::: Data for analysis :::
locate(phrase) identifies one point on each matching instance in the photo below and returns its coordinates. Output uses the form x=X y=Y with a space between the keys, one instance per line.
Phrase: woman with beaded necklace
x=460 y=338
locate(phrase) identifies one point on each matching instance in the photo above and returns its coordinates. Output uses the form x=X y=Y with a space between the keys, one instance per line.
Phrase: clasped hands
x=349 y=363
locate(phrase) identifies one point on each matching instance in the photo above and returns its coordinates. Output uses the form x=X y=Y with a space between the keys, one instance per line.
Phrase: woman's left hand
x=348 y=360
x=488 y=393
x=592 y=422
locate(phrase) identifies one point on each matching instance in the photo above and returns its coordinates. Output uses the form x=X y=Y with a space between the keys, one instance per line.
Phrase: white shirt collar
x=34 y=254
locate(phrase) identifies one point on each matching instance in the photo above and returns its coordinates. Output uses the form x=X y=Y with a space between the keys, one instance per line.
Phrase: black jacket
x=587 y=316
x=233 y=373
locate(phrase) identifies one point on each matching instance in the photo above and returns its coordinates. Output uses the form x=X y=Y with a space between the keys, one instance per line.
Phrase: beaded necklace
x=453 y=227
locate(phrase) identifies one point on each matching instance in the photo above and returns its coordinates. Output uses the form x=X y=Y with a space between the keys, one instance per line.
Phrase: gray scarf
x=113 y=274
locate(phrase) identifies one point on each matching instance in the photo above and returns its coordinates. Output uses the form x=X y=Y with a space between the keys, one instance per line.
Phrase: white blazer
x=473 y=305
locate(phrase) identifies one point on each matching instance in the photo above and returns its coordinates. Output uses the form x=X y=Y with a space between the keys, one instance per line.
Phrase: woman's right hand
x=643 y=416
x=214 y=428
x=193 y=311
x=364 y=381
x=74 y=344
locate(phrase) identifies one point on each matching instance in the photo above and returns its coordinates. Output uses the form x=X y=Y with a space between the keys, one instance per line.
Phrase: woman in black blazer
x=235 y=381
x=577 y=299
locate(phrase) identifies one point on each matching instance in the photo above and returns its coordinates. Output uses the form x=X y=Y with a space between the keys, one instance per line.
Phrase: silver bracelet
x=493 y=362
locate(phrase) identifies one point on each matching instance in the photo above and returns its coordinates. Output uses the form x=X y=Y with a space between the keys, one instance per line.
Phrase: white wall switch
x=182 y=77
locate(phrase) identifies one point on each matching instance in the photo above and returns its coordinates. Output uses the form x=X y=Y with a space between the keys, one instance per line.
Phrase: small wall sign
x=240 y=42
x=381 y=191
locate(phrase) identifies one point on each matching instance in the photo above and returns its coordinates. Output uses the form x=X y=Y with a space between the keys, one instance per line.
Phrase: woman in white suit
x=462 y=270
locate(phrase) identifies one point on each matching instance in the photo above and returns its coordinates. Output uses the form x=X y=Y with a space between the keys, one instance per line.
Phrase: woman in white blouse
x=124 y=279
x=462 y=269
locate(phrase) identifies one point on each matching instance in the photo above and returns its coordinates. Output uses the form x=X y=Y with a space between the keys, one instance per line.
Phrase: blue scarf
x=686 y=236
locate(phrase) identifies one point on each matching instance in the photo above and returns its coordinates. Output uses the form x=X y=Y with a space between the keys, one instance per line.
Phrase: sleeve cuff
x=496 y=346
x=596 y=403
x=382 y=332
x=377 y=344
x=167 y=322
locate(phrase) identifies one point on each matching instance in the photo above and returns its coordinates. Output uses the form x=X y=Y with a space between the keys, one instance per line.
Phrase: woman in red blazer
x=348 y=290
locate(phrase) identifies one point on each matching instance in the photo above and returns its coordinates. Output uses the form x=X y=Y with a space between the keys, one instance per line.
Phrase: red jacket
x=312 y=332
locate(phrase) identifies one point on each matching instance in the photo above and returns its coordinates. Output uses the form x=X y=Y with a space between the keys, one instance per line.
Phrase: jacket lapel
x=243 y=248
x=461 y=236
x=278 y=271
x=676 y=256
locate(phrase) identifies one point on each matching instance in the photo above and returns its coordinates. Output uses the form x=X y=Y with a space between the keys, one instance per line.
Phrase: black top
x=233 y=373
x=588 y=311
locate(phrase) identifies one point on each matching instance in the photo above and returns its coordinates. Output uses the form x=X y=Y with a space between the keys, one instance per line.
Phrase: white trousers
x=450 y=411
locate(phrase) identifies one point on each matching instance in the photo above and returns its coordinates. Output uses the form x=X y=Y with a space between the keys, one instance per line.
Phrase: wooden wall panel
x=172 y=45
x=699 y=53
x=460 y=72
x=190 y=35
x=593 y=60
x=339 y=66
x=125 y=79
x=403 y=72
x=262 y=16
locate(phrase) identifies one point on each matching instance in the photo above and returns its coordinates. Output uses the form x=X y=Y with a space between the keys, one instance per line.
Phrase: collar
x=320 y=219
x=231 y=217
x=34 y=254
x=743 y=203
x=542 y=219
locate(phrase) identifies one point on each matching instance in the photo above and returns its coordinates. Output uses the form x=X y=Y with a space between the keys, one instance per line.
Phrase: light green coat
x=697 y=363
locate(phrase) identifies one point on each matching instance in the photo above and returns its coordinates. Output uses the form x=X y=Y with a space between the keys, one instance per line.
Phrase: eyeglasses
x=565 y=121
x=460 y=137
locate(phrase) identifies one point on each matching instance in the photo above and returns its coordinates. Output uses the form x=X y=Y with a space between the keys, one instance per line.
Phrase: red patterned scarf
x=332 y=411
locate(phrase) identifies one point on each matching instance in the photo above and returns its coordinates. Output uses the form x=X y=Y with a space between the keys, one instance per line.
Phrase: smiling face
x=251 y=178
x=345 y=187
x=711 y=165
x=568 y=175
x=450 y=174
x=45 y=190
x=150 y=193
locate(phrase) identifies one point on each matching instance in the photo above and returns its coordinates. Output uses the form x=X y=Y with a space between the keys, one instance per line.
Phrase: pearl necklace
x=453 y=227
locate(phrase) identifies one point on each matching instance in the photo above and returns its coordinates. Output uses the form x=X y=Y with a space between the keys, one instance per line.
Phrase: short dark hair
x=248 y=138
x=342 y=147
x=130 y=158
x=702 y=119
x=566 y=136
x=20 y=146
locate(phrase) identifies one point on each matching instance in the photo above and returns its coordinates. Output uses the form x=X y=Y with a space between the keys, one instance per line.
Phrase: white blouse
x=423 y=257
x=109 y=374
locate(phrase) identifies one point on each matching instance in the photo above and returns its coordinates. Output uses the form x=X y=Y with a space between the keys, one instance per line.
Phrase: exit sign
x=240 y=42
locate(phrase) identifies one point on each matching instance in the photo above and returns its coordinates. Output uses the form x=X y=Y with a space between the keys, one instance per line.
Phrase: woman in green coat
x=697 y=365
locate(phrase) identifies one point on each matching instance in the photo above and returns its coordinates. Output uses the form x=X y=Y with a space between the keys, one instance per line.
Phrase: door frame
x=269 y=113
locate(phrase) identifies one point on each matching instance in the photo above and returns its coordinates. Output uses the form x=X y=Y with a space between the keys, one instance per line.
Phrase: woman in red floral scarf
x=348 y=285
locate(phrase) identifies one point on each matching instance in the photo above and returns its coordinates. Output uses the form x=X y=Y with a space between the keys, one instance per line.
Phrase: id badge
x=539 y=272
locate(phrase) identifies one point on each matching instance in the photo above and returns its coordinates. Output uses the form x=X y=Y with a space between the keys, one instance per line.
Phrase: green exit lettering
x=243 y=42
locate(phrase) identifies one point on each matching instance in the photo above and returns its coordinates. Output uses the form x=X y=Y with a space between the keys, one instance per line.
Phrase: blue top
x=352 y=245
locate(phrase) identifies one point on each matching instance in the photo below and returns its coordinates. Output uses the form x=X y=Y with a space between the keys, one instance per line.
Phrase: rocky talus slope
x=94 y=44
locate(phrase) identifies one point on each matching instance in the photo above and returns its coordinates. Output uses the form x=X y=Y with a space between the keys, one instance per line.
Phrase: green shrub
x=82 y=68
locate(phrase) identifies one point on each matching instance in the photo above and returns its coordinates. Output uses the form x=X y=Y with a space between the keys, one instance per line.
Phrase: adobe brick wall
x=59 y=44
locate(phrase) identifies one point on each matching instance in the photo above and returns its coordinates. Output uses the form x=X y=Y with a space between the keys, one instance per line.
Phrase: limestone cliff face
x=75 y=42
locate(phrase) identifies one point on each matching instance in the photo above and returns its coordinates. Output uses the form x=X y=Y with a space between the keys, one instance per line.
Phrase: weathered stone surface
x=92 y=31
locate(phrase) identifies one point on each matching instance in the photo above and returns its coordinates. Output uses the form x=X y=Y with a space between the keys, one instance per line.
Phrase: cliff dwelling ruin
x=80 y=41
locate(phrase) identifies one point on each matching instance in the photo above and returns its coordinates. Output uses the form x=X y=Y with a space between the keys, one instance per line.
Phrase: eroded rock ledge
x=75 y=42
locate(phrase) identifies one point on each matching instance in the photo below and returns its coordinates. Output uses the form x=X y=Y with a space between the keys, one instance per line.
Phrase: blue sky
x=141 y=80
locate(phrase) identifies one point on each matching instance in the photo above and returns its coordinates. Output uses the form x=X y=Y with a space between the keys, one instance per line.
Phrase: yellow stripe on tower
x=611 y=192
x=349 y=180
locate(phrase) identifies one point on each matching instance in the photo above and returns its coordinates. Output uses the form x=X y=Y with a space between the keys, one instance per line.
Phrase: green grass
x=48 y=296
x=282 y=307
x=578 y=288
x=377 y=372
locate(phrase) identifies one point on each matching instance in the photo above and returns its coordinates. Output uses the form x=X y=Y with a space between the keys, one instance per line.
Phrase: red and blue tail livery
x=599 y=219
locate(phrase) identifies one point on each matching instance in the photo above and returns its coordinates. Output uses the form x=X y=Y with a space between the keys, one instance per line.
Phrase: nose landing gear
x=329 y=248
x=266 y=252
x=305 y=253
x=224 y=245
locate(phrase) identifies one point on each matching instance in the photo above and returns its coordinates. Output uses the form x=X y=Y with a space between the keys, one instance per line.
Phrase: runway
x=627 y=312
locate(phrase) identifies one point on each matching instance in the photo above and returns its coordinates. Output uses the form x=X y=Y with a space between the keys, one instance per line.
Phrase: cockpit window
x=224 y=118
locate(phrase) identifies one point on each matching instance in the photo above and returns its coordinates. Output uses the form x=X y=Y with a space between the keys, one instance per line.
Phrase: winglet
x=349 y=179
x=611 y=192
:::
Your goal: Your reply should be the lines from the one that contains "Phrase: cockpit window" through the end of the listing above, repeated exactly.

Exercise result:
Phrase: cockpit window
x=224 y=118
locate(phrase) identifies one point on each matching instance in the photo above and returns its coordinates. Output uses the form x=X y=Y with a space between the keys, one instance per line.
Phrase: winglet
x=349 y=179
x=611 y=192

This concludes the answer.